__TEXT PROVIDED__
=-=-=
The earliest formal record of legislation is Lex Scantinia, enacted in either 225 or 149 BC which regulated sexual behavior, including pederasty, adultery and passivity, and legislated the death penalty for same-sex behavior among free-born men<30> and there is evidence of punishments in earlier times. Above all, pederasty was condemned in the Republican era and dismissed as a sign of an effeminate Greek lifestyle.

In the mid Republic homosexual acts were widely accepted, if the active partner was a Roman, and the passive partner a slave or other non-Roman. Deviations from this pattern were morally condemned, but apparently had few legal consequences. Martial and Plautus describe a wide range of homosexual behaviors, in part to verbally abuse them like other minor standard deviations, but without too much moralizing. On the other hand, there is also from the year 108 an indictment against C. Vibius Maximus, a Roman officer in Egypt who had a sexual relationship with a young nobleman.
=-=-=
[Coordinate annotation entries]
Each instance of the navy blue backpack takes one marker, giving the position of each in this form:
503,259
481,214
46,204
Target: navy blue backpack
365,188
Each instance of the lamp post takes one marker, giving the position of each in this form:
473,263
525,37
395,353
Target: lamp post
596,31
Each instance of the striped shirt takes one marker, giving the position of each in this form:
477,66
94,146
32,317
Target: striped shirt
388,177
=-=-=
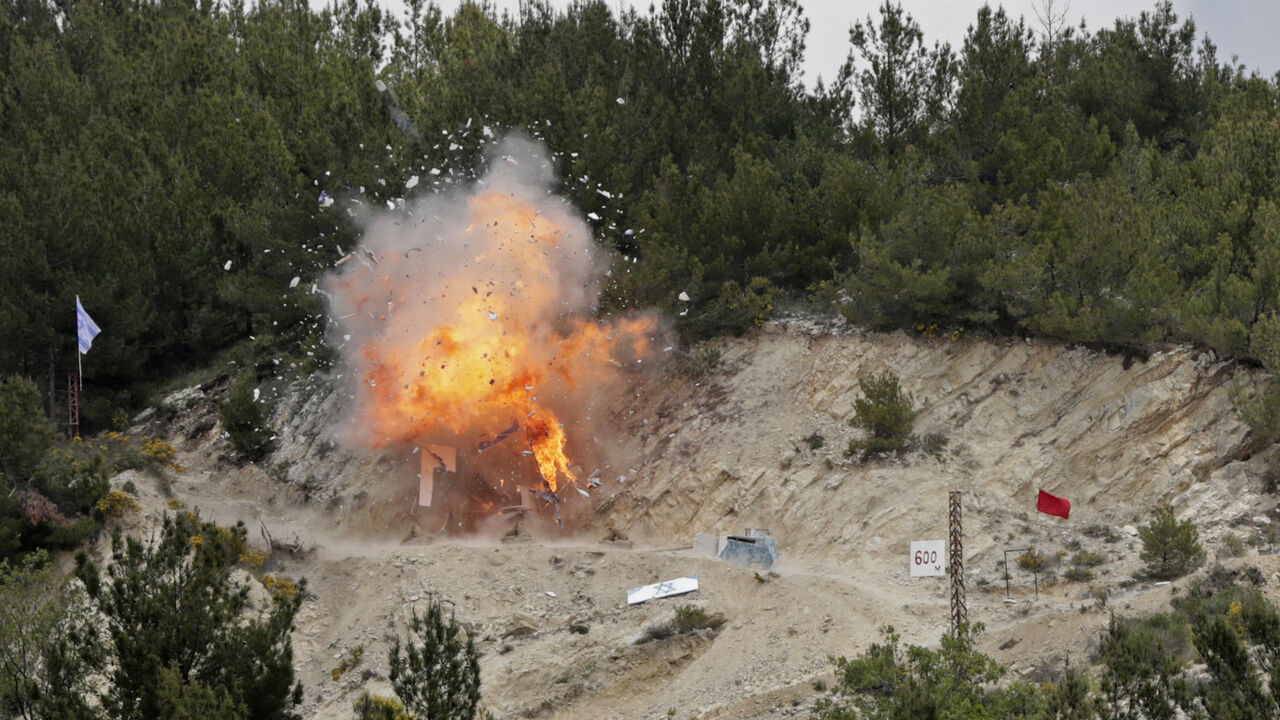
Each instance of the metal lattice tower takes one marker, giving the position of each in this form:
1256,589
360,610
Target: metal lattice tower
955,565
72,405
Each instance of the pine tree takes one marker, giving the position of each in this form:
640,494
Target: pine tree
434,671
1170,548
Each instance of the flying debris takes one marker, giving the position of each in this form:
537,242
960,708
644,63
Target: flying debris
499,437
=-=-=
__DIRECTION 1__
According to the passage on Roman law and same-sex behavior, in what year was an indictment brought against C. Vibius Maximus?
__DIRECTION 2__
Extend the passage on Roman law and same-sex behavior, picking up after its final sentence.

__ANSWER 1__
108

__ANSWER 2__
Juvenal condemned many forms of male homosexuality, and especially laments Roman men of high birth who show a moral front but secretly took the passive role, even if this was extremely rare. He found men who openly played the passive role pitiful but at least honest, and praised true love found by a man for a boy.<31> Public speeches usually condemned all forms of homosexuality. When Julius Caesar was ambassador to Nicomedes IV of Bithynia, he was rumoured to have had a relationship with the king and played the passive role but, though this damaged his reputation, it apparently had no legal consequences.<32> The emperor Hadrian had a relationship with the younger Antinous, although this was also criticized but not significant enough to prevent him plunging the empire into mourning following Antinous' apparent death by drowning in 130.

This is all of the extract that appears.